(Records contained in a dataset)
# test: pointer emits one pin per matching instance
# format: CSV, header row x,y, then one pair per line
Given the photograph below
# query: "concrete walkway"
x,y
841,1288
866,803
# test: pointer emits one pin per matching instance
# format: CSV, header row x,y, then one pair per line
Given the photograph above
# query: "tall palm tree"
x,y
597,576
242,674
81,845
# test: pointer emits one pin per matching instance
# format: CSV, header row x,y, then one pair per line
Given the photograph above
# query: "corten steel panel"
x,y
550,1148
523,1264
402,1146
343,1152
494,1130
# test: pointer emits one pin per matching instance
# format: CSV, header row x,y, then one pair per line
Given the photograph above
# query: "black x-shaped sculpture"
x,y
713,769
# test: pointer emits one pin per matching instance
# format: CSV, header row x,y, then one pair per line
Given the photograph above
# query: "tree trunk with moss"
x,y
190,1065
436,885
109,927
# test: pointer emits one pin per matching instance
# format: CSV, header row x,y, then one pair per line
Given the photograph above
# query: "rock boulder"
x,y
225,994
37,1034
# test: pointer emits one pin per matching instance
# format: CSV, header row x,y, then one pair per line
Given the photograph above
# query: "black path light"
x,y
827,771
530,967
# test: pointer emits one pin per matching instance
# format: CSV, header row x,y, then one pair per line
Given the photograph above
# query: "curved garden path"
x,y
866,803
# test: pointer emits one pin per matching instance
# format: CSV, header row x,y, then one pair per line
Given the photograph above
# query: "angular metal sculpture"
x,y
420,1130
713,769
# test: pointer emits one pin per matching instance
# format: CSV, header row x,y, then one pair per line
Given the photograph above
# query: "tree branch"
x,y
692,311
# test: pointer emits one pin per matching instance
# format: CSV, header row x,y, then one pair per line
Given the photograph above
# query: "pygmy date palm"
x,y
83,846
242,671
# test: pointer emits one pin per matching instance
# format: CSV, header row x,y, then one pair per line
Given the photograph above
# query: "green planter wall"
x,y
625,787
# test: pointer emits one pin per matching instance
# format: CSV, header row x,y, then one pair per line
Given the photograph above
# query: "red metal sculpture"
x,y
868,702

*Stated task*
Reproduce the material exactly, with every line intact.

*In response*
# test: pointer emits one pin per matching instance
# format: CSV, header row x,y, then one pair per line
Given the photograph below
# query: "concrete walkway"
x,y
841,1288
866,803
# test: pointer emits one pin per matching instance
# format: CSV, header row x,y, then one pair per line
Given the photograph above
# query: "tall palm tree"
x,y
597,576
242,674
81,845
# test: pointer emits one pin per matching instance
# format: CSV, header row x,y, then one pair per line
Given the photograph above
# query: "corten steel panel"
x,y
550,1148
523,1264
402,1146
343,1152
494,1130
# test: pointer emits one pin per matching instance
# format: CSV, header row x,y, then one pair per line
Given the photograph above
# query: "black x-shaped sculpture"
x,y
713,769
# test: pointer emits one pin per matching instance
# format: CSV, header row x,y, then one pair per line
Given the photograph above
# query: "tree trunk with moss"
x,y
190,1065
436,885
109,927
# test: pointer emits one pin per matching instance
# format: CSV, header row x,y, then one pair per line
Given the photograph above
# query: "rock boulder"
x,y
225,994
37,1034
# test: pointer emits one pin per matching instance
# format: CSV, header row x,y, then one pair per line
Given the photograph above
# query: "black path light"
x,y
827,771
530,967
# test: pointer emits one pin per matching instance
# format: CSV, header row x,y, then one pair per line
Given the photograph above
# query: "curved garden path"
x,y
866,803
# test: pointer emits one pin per matching instance
# format: CSV, header row x,y, then one pair per line
Given the photograph above
# query: "angular metal sculpture"
x,y
420,1130
713,769
# test: pointer emits one pin per matching instance
# format: CSV, header row x,y, then one pair per line
Given the photograph above
# query: "tree branch"
x,y
692,311
# test: pointer emits one pin per matching instance
# format: CSV, header row x,y, then one pair per line
Given the photograph above
# query: "pygmy date palm"
x,y
83,846
242,671
# test: pointer emits one pin per matching instance
# format: CSV, header row x,y, then one pair per line
Given the photograph above
# query: "green planter wall"
x,y
625,787
# test: pointer emits one pin per matching instance
# format: CSV, header row x,y, then one pair per line
Given the photograph above
# query: "red metal sculpture"
x,y
868,702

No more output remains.